Segway PUMA

Four Coolest Wheelchair-Friendly Cars

We’re all used to seeing vans that allow motorized wheelchair users to roll up on a platform and lift them into the back, but what if a disabled, wheelchair-bound person wants to get behind the wheel themselves?

Normally it’d take an assistant to get them into the driver’s seat, who would then fold up the chair and put it into the trunk or rear seat, and some special controls to use the brakes and throttle.

But some companies have taken the initiative to free up that assistant and allow the driver to roll right up to the steering wheel unassisted. Damn robots…taking our jobs…

While handicap-friendly cars aren’t our usual topic here on Automoblog, I ran across a few Transformers-esque cars that might help out readers with paralyzed family members who are looking past the regular wheelchair-accessible van or MPV.

Let’s have a look:

Segway PUMA

Segway PUMA

Ok, so technically it’s not a car, but more of a wheelchair itself. Kind of. But look how damn cool it is!

In a collaboration with GM, Segway developed the PUMA (Personal Urban Mobility & Accessibility) as a sort of replacement vehicle for commuters.

And yes, it balances itself like traditional Segways.

The Segway PUMA can travel up to around 30 mph and has a range of about 30 miles between charges.

The PUMA isn’t available yet – it’s just a prototype – so whether or not this’ll ever make it into production is a flip of a coin.

PT Cruiser Conversion

Handicap Friendly PT Cruiser

Hey, it looks like there’s a use for the PT Cruiser after all! As many of you know, I absolutely despise this car. But if you’re bound to a wheelchair, it turns out you might find a use for it.

And you even get the chance to convert your doors to gullwing-style without looking like a complete idiot!

I don’t imagine this would be cheap, but by converting the rear door to that gullwing setup, removing the front seat, and adding a fold-out ramp, you’re able to ride right up and get going.



This is taking it to ultimate simplicity, I love it.

A single-person city car, you just back up to a curb, pop open the rear hatch and roll right in. Done.

- **Given information**:
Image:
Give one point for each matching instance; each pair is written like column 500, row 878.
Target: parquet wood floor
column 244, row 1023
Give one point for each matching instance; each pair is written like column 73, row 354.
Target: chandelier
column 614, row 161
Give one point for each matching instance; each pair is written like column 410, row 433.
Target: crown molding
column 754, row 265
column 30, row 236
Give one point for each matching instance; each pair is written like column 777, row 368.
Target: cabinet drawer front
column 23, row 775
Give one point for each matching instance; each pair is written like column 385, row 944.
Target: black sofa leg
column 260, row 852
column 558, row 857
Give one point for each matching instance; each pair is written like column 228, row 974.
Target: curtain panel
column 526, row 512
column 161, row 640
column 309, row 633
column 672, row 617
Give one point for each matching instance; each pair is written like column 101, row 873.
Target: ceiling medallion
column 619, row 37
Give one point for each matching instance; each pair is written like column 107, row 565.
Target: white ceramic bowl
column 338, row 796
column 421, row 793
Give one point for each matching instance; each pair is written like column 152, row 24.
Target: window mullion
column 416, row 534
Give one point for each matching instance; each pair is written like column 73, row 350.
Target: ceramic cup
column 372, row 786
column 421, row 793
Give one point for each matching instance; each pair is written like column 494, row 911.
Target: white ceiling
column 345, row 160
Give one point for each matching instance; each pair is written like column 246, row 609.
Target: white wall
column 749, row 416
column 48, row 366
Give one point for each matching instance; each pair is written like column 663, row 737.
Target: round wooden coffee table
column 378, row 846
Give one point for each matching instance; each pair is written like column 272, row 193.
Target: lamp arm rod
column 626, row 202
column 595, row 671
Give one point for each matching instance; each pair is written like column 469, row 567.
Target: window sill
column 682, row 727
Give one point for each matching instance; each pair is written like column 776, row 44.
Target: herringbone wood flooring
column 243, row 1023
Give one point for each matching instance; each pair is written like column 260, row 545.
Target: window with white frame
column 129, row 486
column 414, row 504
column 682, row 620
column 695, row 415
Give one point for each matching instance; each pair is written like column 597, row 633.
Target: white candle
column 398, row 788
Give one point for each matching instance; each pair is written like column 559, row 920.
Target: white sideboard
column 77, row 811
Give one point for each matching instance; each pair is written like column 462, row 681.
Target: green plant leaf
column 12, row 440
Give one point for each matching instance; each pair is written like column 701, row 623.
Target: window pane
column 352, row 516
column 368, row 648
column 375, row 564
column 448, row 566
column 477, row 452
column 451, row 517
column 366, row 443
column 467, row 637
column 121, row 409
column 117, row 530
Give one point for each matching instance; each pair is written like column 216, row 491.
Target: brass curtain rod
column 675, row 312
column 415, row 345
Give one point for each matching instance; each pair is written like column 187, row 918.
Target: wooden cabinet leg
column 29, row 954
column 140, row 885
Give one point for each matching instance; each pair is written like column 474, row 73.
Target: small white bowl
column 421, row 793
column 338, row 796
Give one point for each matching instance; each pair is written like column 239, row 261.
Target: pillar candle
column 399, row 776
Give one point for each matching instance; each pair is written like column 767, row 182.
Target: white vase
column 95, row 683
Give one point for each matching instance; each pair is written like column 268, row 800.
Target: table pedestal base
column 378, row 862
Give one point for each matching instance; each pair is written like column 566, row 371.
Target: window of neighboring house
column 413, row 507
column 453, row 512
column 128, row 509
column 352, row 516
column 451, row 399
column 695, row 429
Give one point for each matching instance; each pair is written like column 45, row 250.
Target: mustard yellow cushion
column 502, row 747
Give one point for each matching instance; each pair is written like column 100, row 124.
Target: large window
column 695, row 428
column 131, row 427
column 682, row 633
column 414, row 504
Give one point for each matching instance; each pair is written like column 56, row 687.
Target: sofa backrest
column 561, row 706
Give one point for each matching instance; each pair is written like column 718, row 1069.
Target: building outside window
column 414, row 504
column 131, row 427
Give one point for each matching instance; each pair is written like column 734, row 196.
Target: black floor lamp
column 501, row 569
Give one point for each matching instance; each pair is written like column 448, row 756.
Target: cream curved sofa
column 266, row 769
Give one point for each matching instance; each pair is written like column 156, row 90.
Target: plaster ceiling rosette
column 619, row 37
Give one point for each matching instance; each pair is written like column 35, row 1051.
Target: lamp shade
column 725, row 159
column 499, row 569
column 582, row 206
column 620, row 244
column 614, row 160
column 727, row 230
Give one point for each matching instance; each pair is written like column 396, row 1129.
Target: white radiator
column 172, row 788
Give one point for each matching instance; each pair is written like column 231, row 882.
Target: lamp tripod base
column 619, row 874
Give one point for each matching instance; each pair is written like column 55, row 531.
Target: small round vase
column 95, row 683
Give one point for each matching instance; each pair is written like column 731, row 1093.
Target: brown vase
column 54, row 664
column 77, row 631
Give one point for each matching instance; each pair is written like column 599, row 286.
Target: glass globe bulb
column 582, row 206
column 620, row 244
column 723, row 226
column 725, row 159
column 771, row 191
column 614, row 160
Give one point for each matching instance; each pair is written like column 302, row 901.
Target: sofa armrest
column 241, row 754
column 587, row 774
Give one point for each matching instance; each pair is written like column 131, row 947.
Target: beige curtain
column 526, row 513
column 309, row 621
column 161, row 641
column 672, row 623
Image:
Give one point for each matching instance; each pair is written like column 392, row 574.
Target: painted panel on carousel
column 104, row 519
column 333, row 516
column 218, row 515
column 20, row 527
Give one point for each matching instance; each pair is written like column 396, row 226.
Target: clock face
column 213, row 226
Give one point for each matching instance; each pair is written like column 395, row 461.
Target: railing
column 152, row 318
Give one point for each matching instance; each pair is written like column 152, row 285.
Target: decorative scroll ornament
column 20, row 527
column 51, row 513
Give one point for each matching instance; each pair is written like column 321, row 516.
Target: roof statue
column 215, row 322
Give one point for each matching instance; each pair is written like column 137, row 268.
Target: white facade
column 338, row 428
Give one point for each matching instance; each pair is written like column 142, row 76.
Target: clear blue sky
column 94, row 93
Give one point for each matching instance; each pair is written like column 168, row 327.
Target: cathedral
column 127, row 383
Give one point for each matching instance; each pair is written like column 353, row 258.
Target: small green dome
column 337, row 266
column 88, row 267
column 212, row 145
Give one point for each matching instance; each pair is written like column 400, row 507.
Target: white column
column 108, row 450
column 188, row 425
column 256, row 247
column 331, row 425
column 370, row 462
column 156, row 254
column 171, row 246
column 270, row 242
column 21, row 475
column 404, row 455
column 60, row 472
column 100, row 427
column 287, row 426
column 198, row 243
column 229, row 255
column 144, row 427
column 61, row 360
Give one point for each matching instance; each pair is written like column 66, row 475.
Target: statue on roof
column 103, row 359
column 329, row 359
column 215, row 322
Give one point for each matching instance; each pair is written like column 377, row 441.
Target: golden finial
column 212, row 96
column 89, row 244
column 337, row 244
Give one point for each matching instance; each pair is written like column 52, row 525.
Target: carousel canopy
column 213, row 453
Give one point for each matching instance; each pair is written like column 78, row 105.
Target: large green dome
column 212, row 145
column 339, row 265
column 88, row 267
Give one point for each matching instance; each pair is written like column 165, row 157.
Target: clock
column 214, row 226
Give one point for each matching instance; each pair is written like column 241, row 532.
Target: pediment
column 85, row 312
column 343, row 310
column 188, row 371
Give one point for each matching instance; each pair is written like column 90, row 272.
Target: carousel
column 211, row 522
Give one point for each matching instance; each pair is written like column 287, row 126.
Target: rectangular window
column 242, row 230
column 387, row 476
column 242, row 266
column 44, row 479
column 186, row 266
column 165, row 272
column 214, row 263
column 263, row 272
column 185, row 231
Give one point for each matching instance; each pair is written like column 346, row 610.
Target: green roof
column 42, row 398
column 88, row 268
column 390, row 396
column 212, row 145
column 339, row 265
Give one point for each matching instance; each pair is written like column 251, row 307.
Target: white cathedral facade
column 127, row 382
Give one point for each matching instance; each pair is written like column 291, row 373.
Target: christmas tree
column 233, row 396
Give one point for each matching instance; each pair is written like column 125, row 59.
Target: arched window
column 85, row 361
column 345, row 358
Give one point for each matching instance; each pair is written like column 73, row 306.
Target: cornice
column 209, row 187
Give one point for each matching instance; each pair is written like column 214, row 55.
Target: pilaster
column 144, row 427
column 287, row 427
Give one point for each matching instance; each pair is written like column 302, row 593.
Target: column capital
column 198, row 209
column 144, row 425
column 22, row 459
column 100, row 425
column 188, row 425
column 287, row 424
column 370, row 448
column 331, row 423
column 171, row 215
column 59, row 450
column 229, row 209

- **What the exercise asks**: Continue the wheelchair-friendly cars article above, picking up after its final sentence.

- **Exercise output**:
You roll up to motorcycle-like handlebars with all the controls in front of you (see images below.)

The Kenguru is completely electric-powered, goes 50 miles on a charge, and tops out at about 25 mph. So while it’s not quite highway ready, it’s a good option for scooting around town.

I kind of want one.


Quovis open

What’s with all the weird names for these things?

The Quovis is very similar to the Kenguru in concept and form. Almost identical, in fact.

The big difference though is that it’s powered by a 505cc motorbike engine and transfers 20.4 horsepower to the front wheels through a CVT. All those tiny numbers adds up to one big one: 90. That’s how many MPGs it gets.

So yeah, it’s basically a scooter underneath.

Another cool feature of the Quovis – it has voice-activated controls for climate, shifting, turn signals, horn, headlamps, wipers, windows, and radio.

What do you think?

Now that paralyzed folk aren’t limited to specialized vans and MPVs which require an assistant, they have much more personal freedom in getting around. Sure, you could pick up a used Mercedes Sprinter or Dodge Caravan and have it converted, which is a popular option, but that’ll likely cost around $20,000 on top of the cost of the vehicle.

And of course the option of buying a pre-converted model is there too, but what’s the fun in that when you could be riding around in a self-balancing wheelchair or 90 mpg city car?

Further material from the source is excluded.